* _ЗАДАНИЕ_
Продолжите приведенный ниже отрывок о риторике и философии, начав сразу после его последнего предложения.

* _ОТРЫВОК_
Риторика и истоки европейской литературной традиции

Содержательные и формальные моменты оцениваемого текста отчетливо обособлены и рассматриваются каждый сам по себе. Ранневи- зантийский теолог и философ Максим Исповедник (ок. 580—662) был в глазах Фотия святым, «мужем божественным», одним из непререкаемых авторитетов церкви; однако уважение к нему нисколько не смягчило оценки его трудного, риторически не обработанного слога, и ему сильно достается от Фотия за недостаток все той же «идеи» ясности. «Что до его слога, он прилежит к непомерным периодам, любит перемену обычного порядка слов, увлекается обилием и не заботится о собственном значении каждого слова; потому сочинение его страдает неясностью и трудно для понимания. Применяя в построении и в паузах (αναπαύσεις) суровость и важность, он вовсе не старается произвести нечто приятное для слуха. Метафорическое употребление слов у него не имеет целью ни изящества, ни пленения нас как бы волшебством (γεγοητευμένον), но вводится совсем просто и без особой заботы»[661]. Эта критика была бы мелочной, если бы в горизонт Фотия не входил вопрос о Максиме как мыслителе, о том действии — отнюдь не риторическом, — на которое рассчитано разбираемое сочинение и которое оно вызывает в том читателе, для которого предназначено. С одной стороны, и на уровне мысли ждут затруднения, аналогичные тем, которые встречались на уровне слога. «Утомить он может даже рьяных своих почитателей, — замечает Фотий о Максиме, — ибо предлагаемые им решения слишком далеки от буквального смысла толкуемого места, от истории, какой мы ее знаем, да и от самого исходного затруднения»[662]. За темнотами стиля указываются темноты смысла, как это было в более резкой форме сделано для еретика Евномия. С другой стороны, на уровне мысли открывается подход, для которого все аномалии формы и содержания — скорее достоинство, чем недостаток. «Для ума, любящего восходить на вершины созерцания, не найти ничего более разнообразного, более продуманного»[663]. Это едва ли не лучшее, что есть у Фотия — его способность по своему выбору то сосредоточиваться на риторической точке зрения, отвлекаясь от всего, что является для нее посторонним, то отходить от нее и смотреть на предмет с другой стороны, и притом делать то и другое совершенно сознательно, в каждом случае ясно отдавая себе отчет, Где он стоит сейчас.

У своих истоков античная риторика была до неразличимости близка к философии[664]; позднее она разошлась с философией, но так, что отношения между ними оставались невыясненными, а их сферы — неразмежеванными. Платон бранил софистов, Аристотель — Исокра- та, а риторическая сторона не оставалась в долгу, но в то же время философы, как Аристотель и стоики, чувствовали себя призванными создавать в противоположность риторике риторов свою собственную, «настоящую» риторику, а риторы стремились снять содержание философии в собственном творчестве, приспособить это содержание к законам своего ремесла, своей «технэ», приручить его[665]. У философии как будто было внутреннее задание — стать впридачу еще и риторикой, у риторики — стать впридачу еще и философией.

* _ИСХОДНЫЕ ДАННЫЕ_
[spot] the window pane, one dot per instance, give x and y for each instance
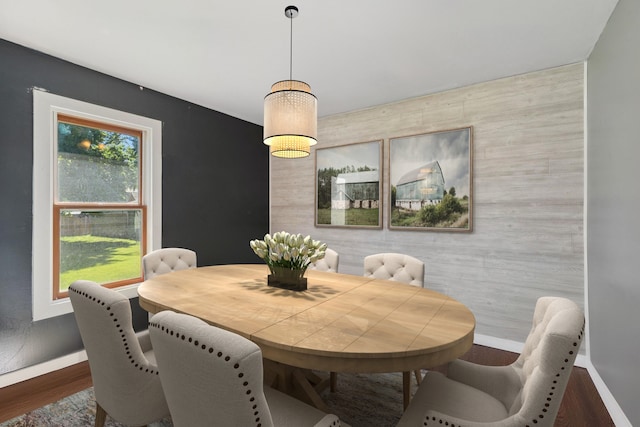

* _ГОТОВОЕ РЕШЕНИЕ_
В Византии положение стало еще менее ясным. Оно осложнилось, между прочим, и в силу того, что рядом с философией, получившей богословское направление уже в руках языческих неоплатоников, встала христианская догматика, христианская доктрина. Византийцы отказались, в отличие от схоластов зрелого западного средневековья, от рационалистического, как бы юридического урегулирования отношений между этой доктриной и философией[666]; философия у них — не столько «служанка теологии», имеющая фиксированные обязанности и фиксированные права в отношениях со своей госпожой, сколько двойник теологии — в одних ситуациях ее alter ego, в других ситуациях ее соперница и противница. Что касается риторики, она перед лицом христианской доктрины попадала за одни скобки с философией, возвращалась к первоначальному единству с ней и разделяла выносимый ей приговор. Когда новозаветный автор говорил, что призван возвещать свою веру «не в мудрости слова» (ούκ έν σοφία λογον)[667], он в четырех словах отказывался сразу и от философии, и от риторики, как от единой системы «витийства». В ранневизантийском гимне VI или VII в. подряд «любомудры», т. е. философы, названы «немудрыми», а «краснословы», т. е. риторы — «бессловесными» перед лицом христианской тайны[668].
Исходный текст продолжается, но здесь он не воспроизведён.